United States lacks multiculturalism
To Talk of Many Things
by Jonathan Kelly
The diversity in ethnic and cultural around the
country is worthy of enormous praise. It has enabled people of different
backgrounds to bridge cultural gaps, and live harmoniously through
the realization that they are not so different from one another
that human beings are human beings, regardless of ethnic
root. I come from a very diverse Northern Virginia town Annandale
where the variety in ethnic background greatly enhances this
understanding.
But, can the benefits of ethnic and cultural diversity
be overstated or distorted? Undoubtedly, yes.
The United States has attracted people from many
cultural backgrounds to live within its borders for centuries. Today,
we have an extraordinarily multifaceted populace with ethnic origins
from all over the world. However, our country does not possess what
some might call a "multicultural society." Our nation
is unquestionably a multiracial and multiethnic community, but multicultural
it is not.

════════

## COMPLETE THE FOLLOWING
A) In the column on multiculturalism, which Northern Virginia town does the writer come from?
B) Please resume the column on multiculturalism right after its last sentence.
The listing that comes next is separate material, unrelated to the column on multiculturalism.

## PROVIDED MATERIAL
════════

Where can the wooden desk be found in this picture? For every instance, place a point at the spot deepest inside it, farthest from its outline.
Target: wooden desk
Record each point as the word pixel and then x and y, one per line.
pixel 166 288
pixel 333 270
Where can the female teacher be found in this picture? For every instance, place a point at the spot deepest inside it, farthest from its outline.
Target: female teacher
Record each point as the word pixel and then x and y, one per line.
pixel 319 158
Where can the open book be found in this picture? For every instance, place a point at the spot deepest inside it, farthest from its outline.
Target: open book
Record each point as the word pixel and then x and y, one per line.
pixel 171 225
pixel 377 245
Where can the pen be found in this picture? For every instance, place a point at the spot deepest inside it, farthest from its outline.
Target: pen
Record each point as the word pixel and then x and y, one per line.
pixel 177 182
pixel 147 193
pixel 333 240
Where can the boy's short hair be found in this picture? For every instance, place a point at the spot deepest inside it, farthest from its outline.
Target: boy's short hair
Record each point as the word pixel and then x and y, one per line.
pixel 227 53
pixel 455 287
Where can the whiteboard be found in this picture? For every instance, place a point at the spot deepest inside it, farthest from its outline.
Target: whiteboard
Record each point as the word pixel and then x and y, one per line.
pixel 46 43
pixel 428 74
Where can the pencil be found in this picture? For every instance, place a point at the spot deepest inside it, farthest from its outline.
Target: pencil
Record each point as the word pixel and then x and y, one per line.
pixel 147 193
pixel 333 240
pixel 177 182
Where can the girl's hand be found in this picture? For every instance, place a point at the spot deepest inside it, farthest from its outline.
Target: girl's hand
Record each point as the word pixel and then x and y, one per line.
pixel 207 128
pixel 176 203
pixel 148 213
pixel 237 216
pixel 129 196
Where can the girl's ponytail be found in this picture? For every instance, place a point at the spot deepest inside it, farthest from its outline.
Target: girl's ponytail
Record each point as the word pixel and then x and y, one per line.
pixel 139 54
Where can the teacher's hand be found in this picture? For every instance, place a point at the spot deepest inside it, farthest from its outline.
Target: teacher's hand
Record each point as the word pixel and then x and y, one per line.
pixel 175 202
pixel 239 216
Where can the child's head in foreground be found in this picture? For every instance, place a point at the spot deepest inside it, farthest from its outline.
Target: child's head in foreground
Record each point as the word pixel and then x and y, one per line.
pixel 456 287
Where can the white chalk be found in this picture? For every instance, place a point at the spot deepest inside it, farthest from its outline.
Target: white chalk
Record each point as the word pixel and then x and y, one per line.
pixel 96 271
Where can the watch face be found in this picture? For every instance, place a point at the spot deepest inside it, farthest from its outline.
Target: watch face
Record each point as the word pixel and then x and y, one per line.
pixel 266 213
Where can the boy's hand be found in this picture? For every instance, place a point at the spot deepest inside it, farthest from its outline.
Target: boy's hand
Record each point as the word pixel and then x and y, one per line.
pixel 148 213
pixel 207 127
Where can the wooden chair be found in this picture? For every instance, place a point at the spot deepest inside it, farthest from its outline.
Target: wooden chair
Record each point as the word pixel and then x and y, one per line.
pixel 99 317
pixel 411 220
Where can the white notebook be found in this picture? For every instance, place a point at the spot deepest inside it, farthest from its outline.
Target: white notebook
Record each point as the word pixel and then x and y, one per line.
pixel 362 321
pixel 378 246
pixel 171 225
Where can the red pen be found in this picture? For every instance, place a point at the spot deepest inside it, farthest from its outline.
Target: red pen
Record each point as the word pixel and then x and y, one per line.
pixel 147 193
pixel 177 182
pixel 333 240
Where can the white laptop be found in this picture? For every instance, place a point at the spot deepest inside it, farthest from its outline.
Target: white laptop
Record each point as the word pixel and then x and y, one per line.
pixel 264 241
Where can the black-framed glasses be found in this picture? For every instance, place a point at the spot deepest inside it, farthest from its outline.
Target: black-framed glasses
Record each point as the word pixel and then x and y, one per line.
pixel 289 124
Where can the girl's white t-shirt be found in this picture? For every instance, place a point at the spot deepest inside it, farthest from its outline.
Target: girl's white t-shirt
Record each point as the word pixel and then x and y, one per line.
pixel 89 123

════════

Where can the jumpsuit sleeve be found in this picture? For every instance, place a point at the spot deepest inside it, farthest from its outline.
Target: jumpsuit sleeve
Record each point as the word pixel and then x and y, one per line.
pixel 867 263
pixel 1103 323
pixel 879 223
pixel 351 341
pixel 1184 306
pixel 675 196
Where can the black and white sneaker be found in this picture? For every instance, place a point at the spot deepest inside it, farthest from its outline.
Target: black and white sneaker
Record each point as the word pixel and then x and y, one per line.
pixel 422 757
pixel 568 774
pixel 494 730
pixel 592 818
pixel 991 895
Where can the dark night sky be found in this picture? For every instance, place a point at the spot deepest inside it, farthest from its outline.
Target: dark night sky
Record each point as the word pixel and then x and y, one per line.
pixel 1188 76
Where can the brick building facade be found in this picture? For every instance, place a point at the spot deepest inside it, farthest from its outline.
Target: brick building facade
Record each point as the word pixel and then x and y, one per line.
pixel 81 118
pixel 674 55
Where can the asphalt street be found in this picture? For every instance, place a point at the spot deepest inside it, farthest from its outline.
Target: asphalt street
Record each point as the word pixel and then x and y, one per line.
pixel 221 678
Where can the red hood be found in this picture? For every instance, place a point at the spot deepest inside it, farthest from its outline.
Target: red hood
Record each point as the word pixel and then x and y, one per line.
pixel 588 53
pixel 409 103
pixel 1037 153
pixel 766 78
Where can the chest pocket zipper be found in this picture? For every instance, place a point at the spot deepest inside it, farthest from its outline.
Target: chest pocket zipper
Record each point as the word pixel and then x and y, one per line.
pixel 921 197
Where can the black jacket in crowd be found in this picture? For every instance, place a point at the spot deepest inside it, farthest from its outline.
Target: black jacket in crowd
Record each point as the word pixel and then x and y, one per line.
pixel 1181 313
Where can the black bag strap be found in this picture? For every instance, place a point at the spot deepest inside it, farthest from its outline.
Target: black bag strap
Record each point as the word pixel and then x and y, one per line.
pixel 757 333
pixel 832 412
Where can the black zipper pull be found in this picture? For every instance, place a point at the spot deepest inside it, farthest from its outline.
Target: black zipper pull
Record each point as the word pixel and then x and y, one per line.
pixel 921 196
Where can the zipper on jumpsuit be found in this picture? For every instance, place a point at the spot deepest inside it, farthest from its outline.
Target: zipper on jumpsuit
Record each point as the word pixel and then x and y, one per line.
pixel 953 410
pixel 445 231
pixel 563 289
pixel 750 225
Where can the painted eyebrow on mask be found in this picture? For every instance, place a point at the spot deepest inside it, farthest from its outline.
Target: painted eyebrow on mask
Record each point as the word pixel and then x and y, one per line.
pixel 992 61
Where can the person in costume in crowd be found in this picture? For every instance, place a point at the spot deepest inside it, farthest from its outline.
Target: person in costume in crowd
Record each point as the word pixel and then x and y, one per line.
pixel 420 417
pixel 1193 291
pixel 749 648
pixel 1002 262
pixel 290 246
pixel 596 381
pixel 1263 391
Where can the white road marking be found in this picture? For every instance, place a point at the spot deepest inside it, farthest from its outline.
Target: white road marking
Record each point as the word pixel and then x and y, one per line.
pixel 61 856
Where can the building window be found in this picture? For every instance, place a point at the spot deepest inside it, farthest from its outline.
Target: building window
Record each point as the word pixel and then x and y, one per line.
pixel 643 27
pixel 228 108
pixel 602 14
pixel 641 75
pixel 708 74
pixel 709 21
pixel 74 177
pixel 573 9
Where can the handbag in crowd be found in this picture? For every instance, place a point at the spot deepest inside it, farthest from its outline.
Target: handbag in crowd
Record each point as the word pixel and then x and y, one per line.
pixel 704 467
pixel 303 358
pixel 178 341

════════

## ANSWERS FOR THE EXERCISE
A) Annandale

B)
A multicultural society is predicated on the proposition
that people of different cultural roots are wholly wedded to those
cultures and, thus, society must accommodate them by forgoing a
single cultural identity. Instead, the various cultures in the United
States must be separately upheld as equally emblematic of the nation.
This way of thinking is not congruent with America's
actual overall identity. We in America have many ethnic groups,
but only one culture American. The concept is personified
in the famous "melting pot model," where people of various
ethnic backgrounds join together to create a distinctly American
culture. It is through this one "American identity" that
all of us remain united as a people.
To be sure, people who immigrate here often maintain
their traditional customs, and there are many subcultures that exist.
However, all these cultures are connected by a common national identity
that qualifies all citizens as American.
Multiculturalism, on the other hand, often highlights
our differences more than what we have in common. It does so based
on the idea that treating all cultures as equally valid is the only
way to show respect for differing backgrounds, but this is a fallacy.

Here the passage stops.